== Records provided

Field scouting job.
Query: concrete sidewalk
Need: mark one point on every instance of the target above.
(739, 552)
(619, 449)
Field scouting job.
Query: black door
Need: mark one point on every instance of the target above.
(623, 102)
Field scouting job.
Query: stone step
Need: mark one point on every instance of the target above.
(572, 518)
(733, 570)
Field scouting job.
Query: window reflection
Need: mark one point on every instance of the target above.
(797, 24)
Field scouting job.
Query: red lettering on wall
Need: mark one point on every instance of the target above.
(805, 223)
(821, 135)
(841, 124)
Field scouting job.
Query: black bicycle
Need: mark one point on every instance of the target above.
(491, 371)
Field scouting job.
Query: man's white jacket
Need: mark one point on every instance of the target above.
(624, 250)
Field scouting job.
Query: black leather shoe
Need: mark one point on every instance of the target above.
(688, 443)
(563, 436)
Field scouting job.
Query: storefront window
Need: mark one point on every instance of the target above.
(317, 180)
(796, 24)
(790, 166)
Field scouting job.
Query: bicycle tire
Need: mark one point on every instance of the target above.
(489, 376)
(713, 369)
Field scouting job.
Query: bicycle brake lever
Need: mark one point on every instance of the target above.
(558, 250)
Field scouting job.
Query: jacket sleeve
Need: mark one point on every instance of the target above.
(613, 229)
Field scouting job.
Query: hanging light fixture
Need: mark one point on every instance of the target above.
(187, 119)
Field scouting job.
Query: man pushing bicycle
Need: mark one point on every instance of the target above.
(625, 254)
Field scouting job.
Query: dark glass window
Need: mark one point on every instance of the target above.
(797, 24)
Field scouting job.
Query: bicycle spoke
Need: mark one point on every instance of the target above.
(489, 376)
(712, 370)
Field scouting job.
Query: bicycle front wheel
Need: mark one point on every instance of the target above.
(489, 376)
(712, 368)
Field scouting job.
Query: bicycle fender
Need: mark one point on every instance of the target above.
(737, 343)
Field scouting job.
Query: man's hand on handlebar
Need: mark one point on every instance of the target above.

====

Report every line in the listing that holds the word "window".

Exercise answer |
Query: window reflection
Query: storefront window
Query: dark glass window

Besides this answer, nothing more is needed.